Your objective » Please arrange every line of the material below as a numbered list, leaving out any blank lines.

Input records »

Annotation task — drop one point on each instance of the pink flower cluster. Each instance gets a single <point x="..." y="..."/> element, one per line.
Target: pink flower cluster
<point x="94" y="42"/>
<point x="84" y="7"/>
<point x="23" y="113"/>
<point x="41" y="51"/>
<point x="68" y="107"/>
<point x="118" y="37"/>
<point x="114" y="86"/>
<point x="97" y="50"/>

Finished answer »
1. Annotation task — drop one point on each instance of the pink flower cluster. Each instance gets a single <point x="..." y="..."/> element, one per line.
2. Target: pink flower cluster
3. <point x="94" y="42"/>
4. <point x="84" y="7"/>
5. <point x="23" y="113"/>
6. <point x="41" y="51"/>
7. <point x="68" y="107"/>
8. <point x="118" y="37"/>
9. <point x="114" y="86"/>
10. <point x="97" y="50"/>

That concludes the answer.